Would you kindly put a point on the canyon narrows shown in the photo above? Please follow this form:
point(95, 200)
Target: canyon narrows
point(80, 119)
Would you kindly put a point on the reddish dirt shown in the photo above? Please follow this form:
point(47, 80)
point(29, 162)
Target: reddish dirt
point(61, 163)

....

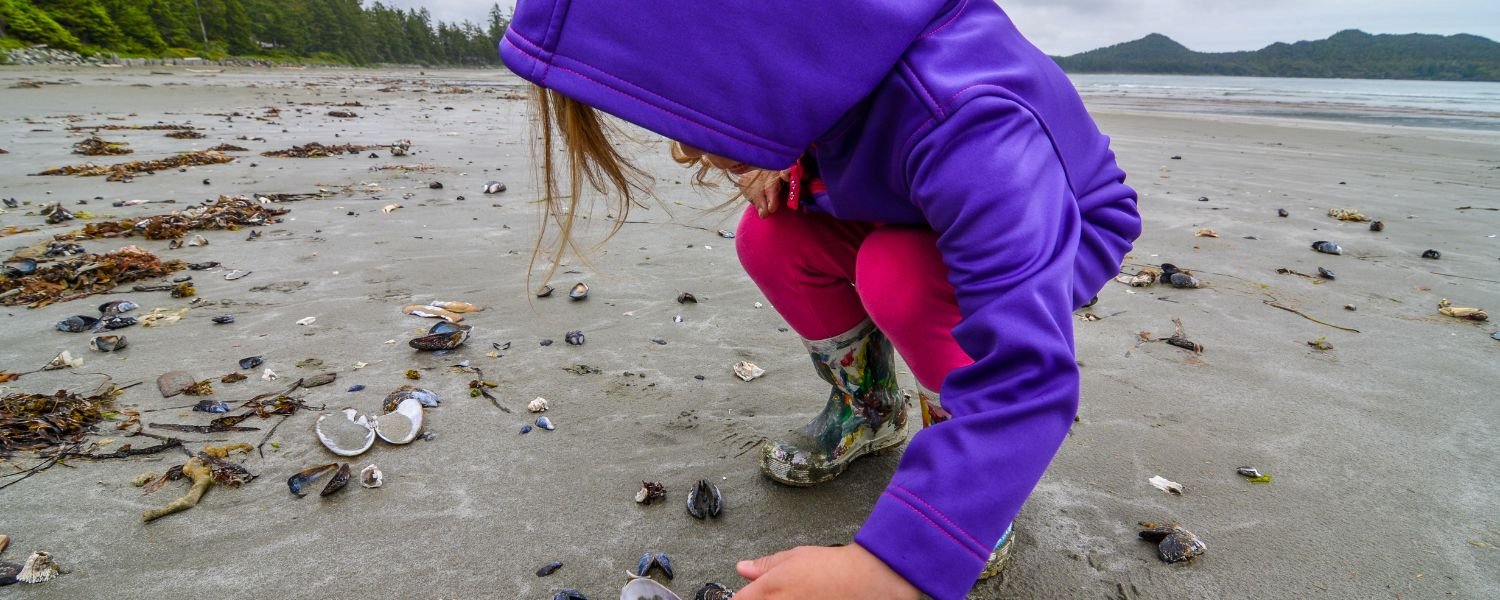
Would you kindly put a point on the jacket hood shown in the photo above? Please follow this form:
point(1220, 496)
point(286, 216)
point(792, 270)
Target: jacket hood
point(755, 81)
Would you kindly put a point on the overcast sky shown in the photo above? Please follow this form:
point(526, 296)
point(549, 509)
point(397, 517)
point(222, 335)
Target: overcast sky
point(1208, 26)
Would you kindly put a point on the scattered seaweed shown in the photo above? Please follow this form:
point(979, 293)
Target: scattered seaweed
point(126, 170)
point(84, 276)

....

• _WORK TO COMPLETE_:
Report, for the data above, every line in which the string "this" appears.

• _REPLY TO THE EXERCISE_:
Would you kindly put a point on the canyon narrows shown in the photo above? Please follow this form:
Would you kindly put a point on the reddish dirt shown in the photo above? Please follow this form:
Would you kindly put a point on the jacket hood shown in the photo above? Please follow this form:
Would you kindly put a point on the overcast sky shown in the photo above? Please follow this form:
Would you kindly put a point on the scattered seaweed shown in the photo above? Please follow this form:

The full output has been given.